**Problem to work on:** Reproduce the lines below verbatim, starting with the line that contains "in red jacket" and continuing through the line that contains "left=909, top=500, right=953, bottom=608".

====== Supplied material

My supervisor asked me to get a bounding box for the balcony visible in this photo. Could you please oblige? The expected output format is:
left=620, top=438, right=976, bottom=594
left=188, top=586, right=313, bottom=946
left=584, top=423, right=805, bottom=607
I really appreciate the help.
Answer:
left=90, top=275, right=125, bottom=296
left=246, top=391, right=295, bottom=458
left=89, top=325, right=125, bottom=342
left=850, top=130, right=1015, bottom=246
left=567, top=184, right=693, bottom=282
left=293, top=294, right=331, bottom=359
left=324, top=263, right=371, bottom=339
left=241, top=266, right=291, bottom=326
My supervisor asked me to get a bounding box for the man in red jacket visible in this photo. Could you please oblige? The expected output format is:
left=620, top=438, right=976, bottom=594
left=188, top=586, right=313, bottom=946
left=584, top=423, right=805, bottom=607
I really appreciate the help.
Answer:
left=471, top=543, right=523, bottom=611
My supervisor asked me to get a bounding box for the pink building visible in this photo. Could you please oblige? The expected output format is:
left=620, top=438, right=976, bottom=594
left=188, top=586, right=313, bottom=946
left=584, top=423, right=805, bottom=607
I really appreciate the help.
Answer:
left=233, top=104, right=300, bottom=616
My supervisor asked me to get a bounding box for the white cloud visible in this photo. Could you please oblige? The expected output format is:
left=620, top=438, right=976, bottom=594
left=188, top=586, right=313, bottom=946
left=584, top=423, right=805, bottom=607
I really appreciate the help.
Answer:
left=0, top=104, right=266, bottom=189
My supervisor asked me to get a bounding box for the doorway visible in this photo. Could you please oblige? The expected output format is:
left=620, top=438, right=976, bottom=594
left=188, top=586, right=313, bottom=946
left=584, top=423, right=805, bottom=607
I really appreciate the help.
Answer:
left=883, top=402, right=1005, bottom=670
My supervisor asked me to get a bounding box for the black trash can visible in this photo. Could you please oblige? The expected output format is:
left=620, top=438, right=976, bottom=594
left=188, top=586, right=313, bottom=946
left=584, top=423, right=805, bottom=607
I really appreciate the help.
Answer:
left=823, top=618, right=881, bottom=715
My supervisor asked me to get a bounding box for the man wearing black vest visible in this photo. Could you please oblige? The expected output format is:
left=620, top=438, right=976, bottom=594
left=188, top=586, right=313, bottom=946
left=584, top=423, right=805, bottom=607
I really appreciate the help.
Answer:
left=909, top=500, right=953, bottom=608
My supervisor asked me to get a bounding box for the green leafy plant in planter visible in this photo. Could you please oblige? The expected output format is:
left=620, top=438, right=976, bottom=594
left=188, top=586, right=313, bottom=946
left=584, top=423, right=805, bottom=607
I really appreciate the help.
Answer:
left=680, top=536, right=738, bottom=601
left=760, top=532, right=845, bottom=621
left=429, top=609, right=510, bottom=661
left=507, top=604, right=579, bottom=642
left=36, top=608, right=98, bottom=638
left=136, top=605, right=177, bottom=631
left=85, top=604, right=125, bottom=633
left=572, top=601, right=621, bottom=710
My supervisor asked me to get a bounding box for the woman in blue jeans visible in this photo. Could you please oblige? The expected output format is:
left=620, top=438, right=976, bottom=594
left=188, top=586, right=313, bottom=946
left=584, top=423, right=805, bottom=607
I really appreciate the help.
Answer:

============

**Answer for this exercise:**
My supervisor asked me to get a bounding box for the man in red jacket visible in this photo. Could you please oblige? The expected output format is:
left=620, top=438, right=976, bottom=594
left=188, top=586, right=313, bottom=946
left=584, top=423, right=805, bottom=607
I really appreciate the help.
Answer:
left=471, top=543, right=523, bottom=611
My supervisor asked me to get a bounding box for the pink building visible in this photo. Could you please oblige? The expected output format is:
left=620, top=438, right=976, bottom=594
left=188, top=586, right=313, bottom=946
left=584, top=423, right=805, bottom=607
I really appreciate the help.
Answer:
left=233, top=104, right=300, bottom=616
My supervisor asked me to get a bounding box for the white cloud visible in this photo. Could you please oblige? The expected output format is:
left=620, top=438, right=976, bottom=594
left=188, top=586, right=313, bottom=946
left=584, top=423, right=805, bottom=607
I really appreciate the help.
Answer:
left=0, top=104, right=266, bottom=189
My supervisor asked me to get a bounding box for the doorway visible in this photo. Could you please oblige? The expected output format is:
left=620, top=438, right=976, bottom=594
left=188, top=586, right=313, bottom=946
left=584, top=423, right=805, bottom=607
I really appreciate the help.
Answer:
left=883, top=402, right=1005, bottom=670
My supervisor asked me to get a bounding box for the black trash can visible in this photo. Could you please oblige? The expected output format is:
left=620, top=438, right=976, bottom=594
left=188, top=586, right=313, bottom=946
left=584, top=423, right=805, bottom=607
I really appreciate the help.
Answer:
left=823, top=618, right=881, bottom=715
My supervisor asked me to get a bounding box for the man wearing black vest visible in this photo. Could you please oblige? The expected output format is:
left=620, top=438, right=976, bottom=594
left=188, top=586, right=313, bottom=946
left=584, top=423, right=805, bottom=607
I really appreciate the help.
Answer:
left=909, top=500, right=953, bottom=608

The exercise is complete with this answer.